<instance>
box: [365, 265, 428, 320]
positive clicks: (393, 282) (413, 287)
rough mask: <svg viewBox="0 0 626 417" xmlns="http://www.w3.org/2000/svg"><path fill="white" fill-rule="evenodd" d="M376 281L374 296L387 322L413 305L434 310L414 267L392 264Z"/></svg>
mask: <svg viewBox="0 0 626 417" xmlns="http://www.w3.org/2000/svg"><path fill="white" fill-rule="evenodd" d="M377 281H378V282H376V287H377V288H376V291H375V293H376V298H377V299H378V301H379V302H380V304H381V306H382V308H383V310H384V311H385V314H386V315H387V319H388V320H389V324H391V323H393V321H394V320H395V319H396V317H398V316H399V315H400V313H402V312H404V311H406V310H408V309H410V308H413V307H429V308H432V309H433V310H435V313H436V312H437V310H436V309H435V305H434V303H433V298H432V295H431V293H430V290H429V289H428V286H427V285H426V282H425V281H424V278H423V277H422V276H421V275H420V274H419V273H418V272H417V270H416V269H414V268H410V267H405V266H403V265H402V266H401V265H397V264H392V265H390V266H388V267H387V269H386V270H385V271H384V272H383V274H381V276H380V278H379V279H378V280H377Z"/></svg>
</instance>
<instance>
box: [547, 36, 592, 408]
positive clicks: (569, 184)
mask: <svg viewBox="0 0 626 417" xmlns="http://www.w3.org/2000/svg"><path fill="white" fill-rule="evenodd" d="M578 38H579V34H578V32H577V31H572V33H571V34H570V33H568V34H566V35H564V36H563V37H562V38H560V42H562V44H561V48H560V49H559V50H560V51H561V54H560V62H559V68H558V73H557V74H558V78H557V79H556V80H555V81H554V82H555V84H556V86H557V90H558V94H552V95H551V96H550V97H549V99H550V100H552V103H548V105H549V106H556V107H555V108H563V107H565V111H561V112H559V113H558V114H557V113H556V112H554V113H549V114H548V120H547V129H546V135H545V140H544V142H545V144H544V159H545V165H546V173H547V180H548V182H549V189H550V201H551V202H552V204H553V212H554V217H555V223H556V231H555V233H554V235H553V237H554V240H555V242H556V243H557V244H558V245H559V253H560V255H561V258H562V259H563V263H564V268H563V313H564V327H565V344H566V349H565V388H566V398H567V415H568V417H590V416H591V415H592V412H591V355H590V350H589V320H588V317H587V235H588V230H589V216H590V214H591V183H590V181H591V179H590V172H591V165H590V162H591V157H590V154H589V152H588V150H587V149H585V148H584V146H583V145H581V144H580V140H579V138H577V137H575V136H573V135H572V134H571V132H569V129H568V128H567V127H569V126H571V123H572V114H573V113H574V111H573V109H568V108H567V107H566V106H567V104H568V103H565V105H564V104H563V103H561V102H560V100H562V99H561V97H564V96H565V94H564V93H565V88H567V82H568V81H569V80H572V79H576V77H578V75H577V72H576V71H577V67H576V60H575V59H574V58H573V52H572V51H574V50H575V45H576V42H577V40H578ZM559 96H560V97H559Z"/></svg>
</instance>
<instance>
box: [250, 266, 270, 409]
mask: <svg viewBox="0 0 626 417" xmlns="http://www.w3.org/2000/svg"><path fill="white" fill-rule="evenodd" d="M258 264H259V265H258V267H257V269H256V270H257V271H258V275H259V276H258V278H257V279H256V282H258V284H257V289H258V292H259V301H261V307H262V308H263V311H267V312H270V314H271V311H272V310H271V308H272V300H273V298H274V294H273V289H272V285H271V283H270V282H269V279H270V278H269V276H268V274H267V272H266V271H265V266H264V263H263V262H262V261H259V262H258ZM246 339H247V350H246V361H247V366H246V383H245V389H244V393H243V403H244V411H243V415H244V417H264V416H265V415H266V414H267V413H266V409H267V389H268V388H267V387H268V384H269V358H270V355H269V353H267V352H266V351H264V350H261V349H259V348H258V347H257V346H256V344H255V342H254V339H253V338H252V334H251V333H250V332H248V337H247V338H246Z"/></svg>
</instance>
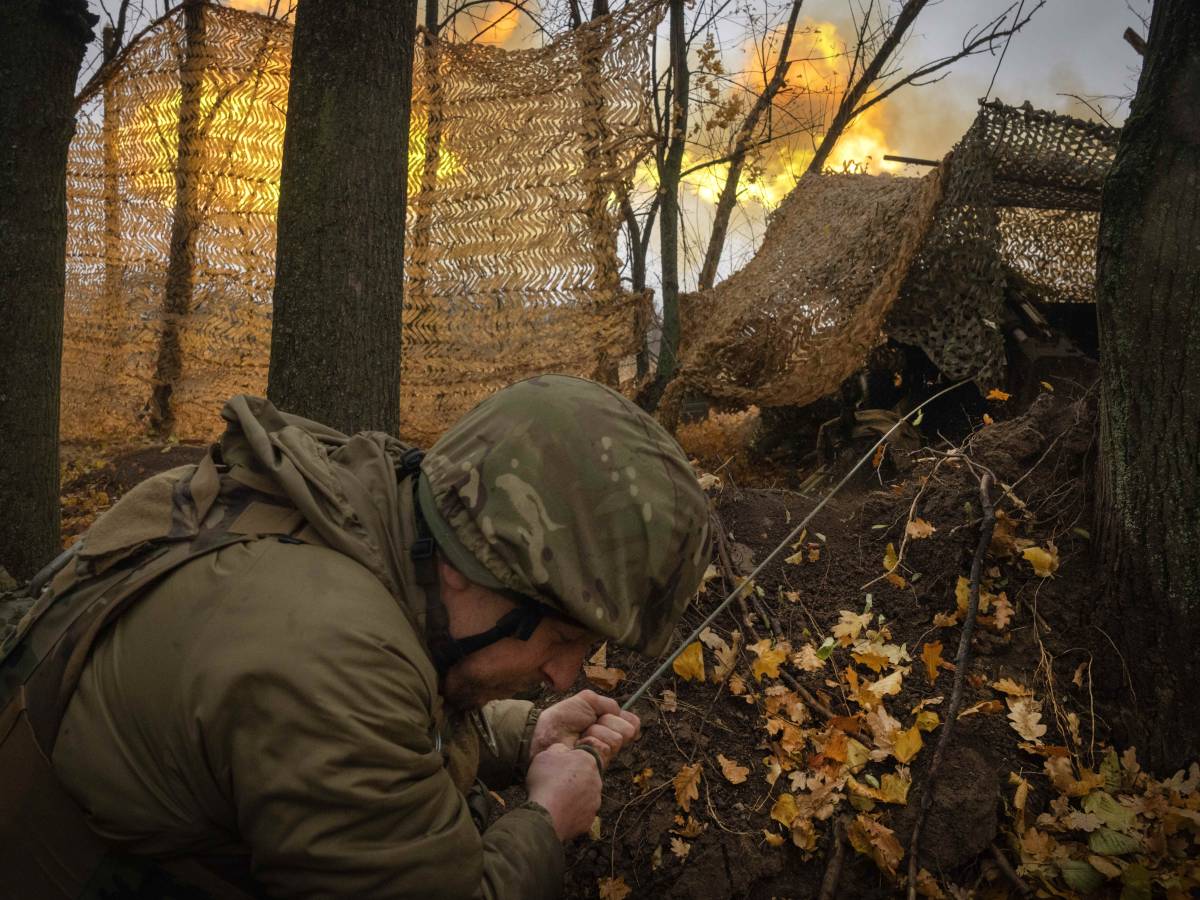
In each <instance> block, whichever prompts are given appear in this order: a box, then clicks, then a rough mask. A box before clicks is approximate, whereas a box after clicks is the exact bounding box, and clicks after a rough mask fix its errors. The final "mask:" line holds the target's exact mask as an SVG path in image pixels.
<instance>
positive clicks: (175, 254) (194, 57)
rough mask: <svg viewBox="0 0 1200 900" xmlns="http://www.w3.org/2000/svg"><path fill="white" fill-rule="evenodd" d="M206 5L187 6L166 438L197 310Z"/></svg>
mask: <svg viewBox="0 0 1200 900" xmlns="http://www.w3.org/2000/svg"><path fill="white" fill-rule="evenodd" d="M203 46H204V5H203V2H200V0H188V2H186V4H185V5H184V56H182V60H181V61H180V66H179V89H180V90H179V120H178V128H176V134H178V137H176V142H178V146H179V152H178V155H176V157H175V209H174V215H173V216H172V221H170V246H169V248H168V257H167V283H166V286H164V288H163V299H162V326H161V328H160V330H158V355H157V359H156V360H155V373H154V386H152V388H151V392H150V428H151V430H152V431H154V432H155V433H156V434H160V436H163V437H166V436H167V434H169V433H170V432H172V430H173V428H174V427H175V410H174V407H173V406H172V402H170V401H172V395H173V394H174V391H175V386H176V385H178V384H179V380H180V378H181V377H182V373H184V350H182V346H181V343H180V329H181V326H182V324H184V320H185V319H186V317H187V314H188V312H191V308H192V284H193V282H194V259H196V235H197V230H198V229H199V226H200V212H199V203H198V198H199V190H200V188H199V179H200V164H202V162H203V154H202V145H203V142H202V134H200V132H202V128H200V115H202V110H200V98H202V95H203V90H204V53H203Z"/></svg>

▶ _Exercise details_
Repeat the records word for word and drop any pictures.

▶ _Answer area_
<instance>
box: [365, 265, 428, 320]
positive clicks: (393, 282) (413, 287)
rough mask: <svg viewBox="0 0 626 417" xmlns="http://www.w3.org/2000/svg"><path fill="white" fill-rule="evenodd" d="M376 281L374 296L387 322L413 305L434 310L414 267L392 264Z"/></svg>
mask: <svg viewBox="0 0 626 417" xmlns="http://www.w3.org/2000/svg"><path fill="white" fill-rule="evenodd" d="M377 281H378V282H376V287H377V288H376V291H375V293H376V298H377V299H378V301H379V302H380V304H381V306H382V308H383V310H384V311H385V314H386V315H387V319H388V320H389V324H391V323H393V321H394V320H395V319H396V317H398V316H399V315H400V313H402V312H404V311H406V310H408V309H410V308H413V307H429V308H432V309H433V310H435V313H436V312H437V310H436V309H435V305H434V303H433V298H432V295H431V293H430V290H429V289H428V286H427V285H426V282H425V281H424V278H423V277H422V276H421V275H420V274H419V273H418V272H417V270H416V269H414V268H410V267H405V266H403V265H402V266H401V265H397V264H392V265H390V266H388V267H387V269H386V270H385V271H384V272H383V274H381V276H380V278H379V279H378V280H377Z"/></svg>
</instance>
<instance>
box: [547, 36, 592, 408]
positive clicks: (569, 184)
mask: <svg viewBox="0 0 626 417" xmlns="http://www.w3.org/2000/svg"><path fill="white" fill-rule="evenodd" d="M578 38H579V34H578V32H577V31H572V33H571V34H570V33H568V34H566V35H564V36H563V37H562V38H560V42H562V44H561V48H560V49H559V50H560V51H561V54H560V62H559V68H558V73H557V74H558V78H557V79H556V80H555V81H554V82H555V84H556V86H557V90H558V94H552V95H551V96H550V97H549V99H550V100H552V103H548V105H549V106H556V107H555V108H563V107H565V111H561V112H559V113H558V114H557V113H556V112H554V113H549V114H548V120H547V129H546V135H545V140H544V142H545V144H544V159H545V165H546V173H547V180H548V182H549V189H550V201H551V202H552V204H553V212H554V217H555V223H556V231H555V233H554V235H553V237H554V240H555V242H556V243H557V244H558V245H559V253H560V255H561V258H562V259H563V263H564V268H563V313H564V327H565V344H566V349H565V388H566V398H567V415H568V417H590V416H591V415H592V412H591V355H590V350H589V320H588V317H587V235H588V230H589V216H590V214H591V183H590V181H591V179H590V172H591V165H590V162H591V157H590V154H589V152H588V150H587V149H585V148H584V146H583V145H581V144H580V140H579V138H577V137H575V136H573V135H572V134H571V132H569V129H568V128H567V127H569V126H571V123H572V114H573V113H574V111H573V109H568V108H567V107H566V106H567V104H568V103H565V105H564V104H563V103H561V102H560V100H562V99H561V97H564V96H565V94H564V93H565V88H567V82H568V81H569V80H572V79H576V77H578V75H577V72H576V71H577V67H576V60H575V59H574V58H573V52H572V51H574V50H575V45H576V42H577V40H578ZM559 96H560V97H559Z"/></svg>
</instance>
<instance>
box: [250, 266, 270, 409]
mask: <svg viewBox="0 0 626 417" xmlns="http://www.w3.org/2000/svg"><path fill="white" fill-rule="evenodd" d="M258 264H259V265H258V267H257V269H256V270H257V271H258V275H259V276H258V278H257V279H256V282H258V284H257V289H258V292H259V301H261V307H262V308H263V311H267V312H270V314H271V311H272V310H271V308H272V300H273V298H274V294H273V289H272V285H271V283H270V282H269V279H270V278H269V276H268V274H267V272H266V271H265V266H264V263H263V262H262V261H259V262H258ZM246 339H247V350H246V361H247V366H246V383H245V389H244V393H243V403H244V411H243V415H244V417H264V416H265V415H266V414H267V413H266V409H267V389H268V388H267V387H268V384H269V358H270V355H269V353H267V352H266V351H264V350H261V349H259V348H258V347H257V346H256V344H255V342H254V339H253V338H252V334H251V333H250V332H248V337H247V338H246Z"/></svg>
</instance>
In each <instance> block, whichever prompts are given appear in this order: a box, then clicks, then a rough mask. A box before clicks is approximate, whereas a box after clicks is the exact bounding box, and clicks after a rough mask fix its errors. The final "mask:" line holds the target's exact mask as an SVG path in image pixels.
<instance>
positive clicks: (175, 254) (194, 57)
rough mask: <svg viewBox="0 0 1200 900" xmlns="http://www.w3.org/2000/svg"><path fill="white" fill-rule="evenodd" d="M206 5L187 6L166 438L197 310Z"/></svg>
mask: <svg viewBox="0 0 1200 900" xmlns="http://www.w3.org/2000/svg"><path fill="white" fill-rule="evenodd" d="M203 46H204V5H203V2H200V0H188V2H186V4H185V5H184V56H182V60H181V61H180V66H179V89H180V90H179V120H178V128H176V134H178V137H176V142H178V146H179V152H178V155H176V157H175V209H174V215H173V216H172V221H170V246H169V248H168V257H167V283H166V286H164V288H163V299H162V326H161V328H160V330H158V355H157V359H156V360H155V373H154V386H152V388H151V392H150V428H151V430H152V431H154V432H155V433H156V434H160V436H163V437H166V436H167V434H169V433H170V432H172V430H173V428H174V427H175V410H174V407H173V406H172V402H170V401H172V395H173V394H174V391H175V386H176V385H178V384H179V380H180V378H181V377H182V373H184V350H182V346H181V343H180V329H181V326H182V324H184V320H185V319H186V317H187V314H188V312H191V308H192V284H193V282H194V259H196V235H197V230H198V229H199V226H200V212H199V203H198V198H199V190H200V188H199V179H200V164H202V162H203V154H202V145H203V142H202V134H200V132H202V128H200V115H202V110H200V98H202V95H203V90H204V53H203Z"/></svg>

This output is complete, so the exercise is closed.